- [Selected passage]:
━━━━━━━━━━━━━━━━━━━━
Tuesday, 20 August 2013

For My Dad

Yesterday I said good-bye to my amazing Dad. These are the words that I spoke.

How do you put into words the loss of a Father?

It is a loss so big that your whole world stops. It is a loss so profound you can’t understand why the rest of world hasn’t stopped to grieve with you. It is a life lost. And a life forever changed.

At 9 years old I walked into the ICU of our local hospital fearing this day. My cheeks were stained with tears. I held my little sisters hand. We gawked at the tubes in our Halloween costumes. I wrinkled my nose at the sterile smell. And I stared hopelessly at my Dad.

At 40 my father had his first heart attack. And the truth about the precarious edge between life and death on which we dwell became ever present in my mind.

A long happy life was no longer a guarantee. Health was something earned – and almost never given.

My eyes were open. I was stunned. I was devastated. And most of all I was terrified that I would lose my Dad.

I have spent the last twenty years dreading this day, while he spent the last twenty years teaching me how to live.

He taught us to laugh - to laugh long and loud, and so the whole world can feel your happiness. He laughed more than anyone else I knew. His energy bursting behind every chuckle, every inside joke, and felt with every mischievous smile.
━━━━━━━━━━━━━━━━━━━━
- [Referring expression pointing data]:

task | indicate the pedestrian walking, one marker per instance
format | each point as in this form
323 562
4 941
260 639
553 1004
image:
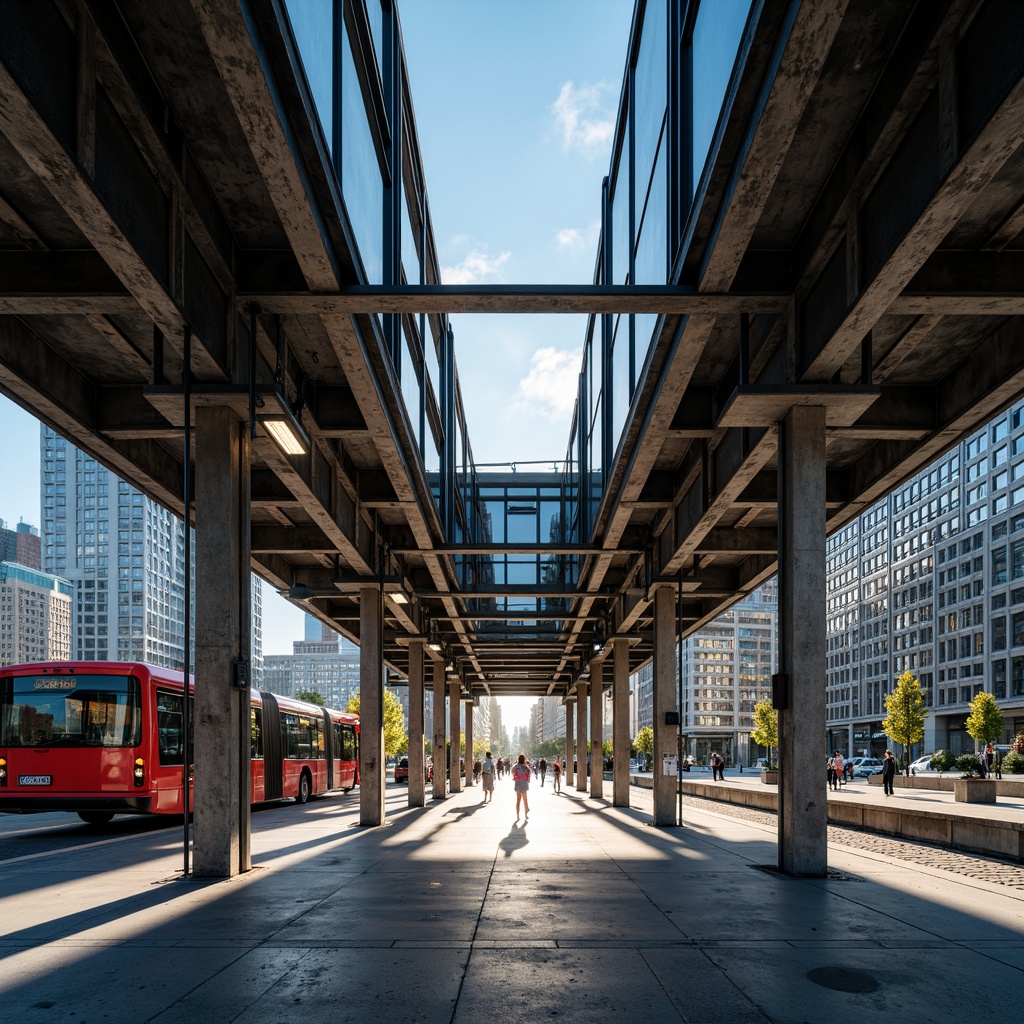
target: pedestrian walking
888 772
520 776
487 777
━━━━━━━━━━━━━━━━━━━━
- [Apply what you read]:
• A. Answer these questions about the eulogy for the writer's father.
(i) At what age did the father have his first heart attack?
(ii) What were the writer and the writer's little sister wearing when they visited the ICU?
(iii) For how many years has the writer been dreading this day?
• B. Write a continuation of the eulogy for the writer's father, beginning after its final sentence.

- [Answers to this exercise]:
• A.
(i) At 40.
(ii) Halloween costumes.
(iii) Twenty years.

• B.
He taught us how to fight. He taught us to fight for the life that you want and all of things that you believe. Stubbornness is an attribute to be cherished. Because it meant that you stood for something, even if that something could be wrong from time to time. Standing for something always takes great courage. A lengthy debate and a boisterous exchange of ideas was a measure of your integrity. And the only life worth living is one worth fighting for.

He taught us the value of hard work through his tireless and determined ethic. He worked harder than anyone I have ever known. But he always gained so much satisfaction from a job well-done Through his labours he reinforced the importance of taking joy in accomplishing things, not, like so many others, in simply having things. For Dad life was to be lived, not had.

He taught us how to cherish the little things. Never has a man been so happy to cut the lawn, organize the garage, and clean his boat. He took such great joy in the everyday. Humming as he craved the turkey. Smiling happily as he rigged a lure. His love of this life could be felt in even the most mundane task. Every moment was precious. Every moment was celebrated

More than anything else, though - he taught us how to love. He greeted everyone he met with kindness, a firm hand-shake, a big manly bear-hug, and a "Holy Mackerel". He loved with every piece of his heart. The love he had knew no bounds. He loved us freely, fiercely, and with all that he had. His passion and devotion could be felt in everything he did.  

He took so much pride in his family and so much delight in his friends. He believed the people that surround you become your true legacy, and we are all a testament to his.

It is his love that we will remember. It is his love that we will truly miss. It is his love that we will carry with us. And it is through his love that he will live on.